Stored data
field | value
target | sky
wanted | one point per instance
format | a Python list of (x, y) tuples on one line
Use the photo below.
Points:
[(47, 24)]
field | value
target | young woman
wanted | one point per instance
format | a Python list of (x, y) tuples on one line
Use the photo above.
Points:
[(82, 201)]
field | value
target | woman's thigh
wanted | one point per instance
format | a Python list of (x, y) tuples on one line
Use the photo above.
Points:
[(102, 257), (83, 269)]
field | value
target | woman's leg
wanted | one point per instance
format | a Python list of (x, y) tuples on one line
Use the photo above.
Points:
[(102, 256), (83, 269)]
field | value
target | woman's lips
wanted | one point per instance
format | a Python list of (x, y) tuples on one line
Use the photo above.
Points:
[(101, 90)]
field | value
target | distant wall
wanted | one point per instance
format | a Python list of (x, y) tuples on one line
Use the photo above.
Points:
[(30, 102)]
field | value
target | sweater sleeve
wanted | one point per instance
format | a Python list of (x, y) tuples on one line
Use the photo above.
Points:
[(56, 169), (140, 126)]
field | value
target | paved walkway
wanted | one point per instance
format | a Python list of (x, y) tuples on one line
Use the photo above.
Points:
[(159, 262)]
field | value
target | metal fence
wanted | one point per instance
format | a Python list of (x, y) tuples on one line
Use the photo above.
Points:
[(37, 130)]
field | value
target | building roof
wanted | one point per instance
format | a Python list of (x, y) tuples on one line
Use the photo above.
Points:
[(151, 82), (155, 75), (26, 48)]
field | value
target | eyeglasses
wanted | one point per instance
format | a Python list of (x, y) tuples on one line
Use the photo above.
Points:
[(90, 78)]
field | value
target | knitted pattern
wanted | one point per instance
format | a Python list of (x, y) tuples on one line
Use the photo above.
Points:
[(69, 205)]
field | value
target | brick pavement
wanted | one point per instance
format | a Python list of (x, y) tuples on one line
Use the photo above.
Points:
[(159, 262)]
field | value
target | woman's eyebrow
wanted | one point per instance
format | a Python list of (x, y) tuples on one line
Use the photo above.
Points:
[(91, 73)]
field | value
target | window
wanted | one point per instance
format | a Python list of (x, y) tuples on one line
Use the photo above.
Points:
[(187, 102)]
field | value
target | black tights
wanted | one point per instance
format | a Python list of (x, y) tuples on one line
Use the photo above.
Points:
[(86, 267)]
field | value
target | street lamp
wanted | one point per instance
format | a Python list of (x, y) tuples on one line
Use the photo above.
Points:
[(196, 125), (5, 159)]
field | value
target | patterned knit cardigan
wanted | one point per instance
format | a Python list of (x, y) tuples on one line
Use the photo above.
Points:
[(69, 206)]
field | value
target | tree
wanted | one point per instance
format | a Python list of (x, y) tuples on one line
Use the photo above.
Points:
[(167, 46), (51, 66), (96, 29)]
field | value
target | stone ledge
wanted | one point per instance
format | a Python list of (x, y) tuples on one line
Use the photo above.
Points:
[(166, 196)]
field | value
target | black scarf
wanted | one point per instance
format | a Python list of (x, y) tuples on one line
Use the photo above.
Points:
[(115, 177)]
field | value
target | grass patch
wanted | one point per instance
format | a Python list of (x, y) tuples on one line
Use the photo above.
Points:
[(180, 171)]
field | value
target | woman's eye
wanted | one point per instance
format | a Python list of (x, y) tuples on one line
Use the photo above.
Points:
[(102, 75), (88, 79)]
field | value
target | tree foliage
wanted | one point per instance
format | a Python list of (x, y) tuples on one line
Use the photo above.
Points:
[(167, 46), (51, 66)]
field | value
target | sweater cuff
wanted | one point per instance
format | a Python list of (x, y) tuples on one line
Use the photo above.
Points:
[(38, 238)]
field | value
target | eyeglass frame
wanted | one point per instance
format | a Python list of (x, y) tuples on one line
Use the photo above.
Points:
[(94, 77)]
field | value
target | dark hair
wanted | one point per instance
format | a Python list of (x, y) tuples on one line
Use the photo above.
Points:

STATED PROBLEM:
Turn the stored data above into a numbered list with one line per number, and leave out any blank lines.

EXERCISE OUTPUT:
1. field | value
2. target | sky
3. wanted | one point per instance
4. format | a Python list of (x, y) tuples on one line
5. Use the photo below.
6. Points:
7. [(47, 24)]
8. field | value
9. target | young woman
10. wanted | one point per instance
11. format | a Python list of (x, y) tuples on one line
12. Use the photo above.
13. Points:
14. [(82, 201)]
15. field | value
16. target | woman's thigh
17. wanted | one point per instance
18. format | a Python list of (x, y) tuples on one line
19. Use the photo above.
20. Points:
21. [(102, 257), (83, 269)]
22. field | value
23. target | woman's leg
24. wanted | one point per instance
25. format | a Python list of (x, y) tuples on one line
26. Use the photo above.
27. Points:
28. [(102, 256), (83, 269)]
29. field | value
30. target | woman's lips
31. wanted | one point per instance
32. format | a Python list of (x, y) tuples on one line
33. Use the photo above.
34. Points:
35. [(101, 90)]
36. field | value
37. target | distant wall
38. wanted | one point per instance
39. format | a Python list of (x, y) tuples on one line
40. Use the photo above.
41. Points:
42. [(30, 102)]
43. field | value
44. target | sweater sleeve
45. wanted | one point per instance
46. format | a Python list of (x, y) tuples on one line
47. Use the photo above.
48. Points:
49. [(56, 169), (140, 126)]
50. field | value
51. target | paved walkway
52. wanted | one point per instance
53. format | a Python list of (x, y) tuples on one line
54. Use the photo above.
55. Points:
56. [(159, 262)]
57. field | value
58. target | metal fence
59. wanted | one point per instance
60. format | a Python list of (x, y) tuples on one line
61. Use the photo above.
62. Points:
63. [(37, 130)]
64. field | value
65. target | building roof
66. wanted | one point per instance
67. format | a Python list of (x, y) tuples on one line
68. Use the photo above.
69. Points:
70. [(151, 82), (155, 75), (26, 48)]
71. field | value
72. target | eyeglasses
73. wanted | one point per instance
74. format | a Python list of (x, y) tuples on one line
75. Use the photo above.
76. Points:
77. [(90, 78)]
78. field | value
79. target | knitted pattern
80. wanted | one point per instance
81. format | a Python list of (x, y) tuples on one line
82. Use the photo above.
83. Points:
84. [(69, 205)]
85. field | value
86. target | brick pavement
87. wanted | one point per instance
88. format | a Python list of (x, y) tuples on one line
89. Use the photo above.
90. Points:
91. [(159, 262)]
92. field | value
93. target | woman's eyebrow
94. wanted | one point per instance
95. format | a Python list of (x, y) tuples on one line
96. Use the photo above.
97. Points:
98. [(91, 73)]
99. field | value
100. target | window
101. wanted | one point per instance
102. format | a Python list of (x, y) tuples on one line
103. Use the photo above.
104. Points:
105. [(187, 102)]
106. field | value
107. target | black tights
108. wanted | one point per instance
109. format | a Python list of (x, y) tuples on one line
110. Use the photo above.
111. Points:
112. [(86, 267)]
113. field | value
114. target | street lamp
115. wanted | one point per instance
116. format | a Python list of (x, y) tuples on one line
117. Use the photo above.
118. Points:
119. [(196, 125), (5, 159)]
120. field | value
121. target | patterned knit cardigan
122. wanted | one point per instance
123. format | a Python list of (x, y) tuples on one line
124. Use the photo above.
125. Points:
126. [(69, 206)]
127. field | value
128. target | tree
129. wanted | one point per instance
130. format | a Python list of (x, y) tuples on one line
131. Use the photo above.
132. Points:
133. [(167, 46), (51, 66), (96, 29)]
134. field | value
135. target | stone ledge
136. wanted | one point per instance
137. format | a Python list of (x, y) tuples on one line
138. Use the photo above.
139. Points:
140. [(166, 196)]
141. field | value
142. target | black scarf
143. wanted | one point per instance
144. format | a Python list of (x, y) tuples on one line
145. Use the photo above.
146. Points:
147. [(115, 177)]
148. field | value
149. target | grass patch
150. wanted | one point per instance
151. format | a Python list of (x, y) tuples on one line
152. Use the photo above.
153. Points:
154. [(180, 171)]
155. field | value
156. target | woman's eye
157. wanted | one point per instance
158. format | a Python list of (x, y) tuples on one line
159. Use the photo above.
160. Points:
161. [(102, 75), (88, 79)]
162. field | value
163. target | tree foliage
164. wanted | one point per instance
165. format | a Python list of (x, y) tuples on one line
166. Use the photo above.
167. Points:
168. [(167, 46), (51, 66)]
169. field | value
170. target | sweater cuff
171. wanted | one point per instance
172. format | a Python list of (x, y) tuples on one line
173. Use the photo above.
174. Points:
175. [(38, 238)]
176. field | value
177. target | eyeglass frame
178. wanted | one point per instance
179. format | a Python list of (x, y) tuples on one line
180. Use the photo above.
181. Points:
182. [(94, 77)]
183. field | value
184. target | dark hair
185. wanted | one point per instance
186. format | a Python list of (x, y) tuples on one line
187. Use the photo above.
188. Points:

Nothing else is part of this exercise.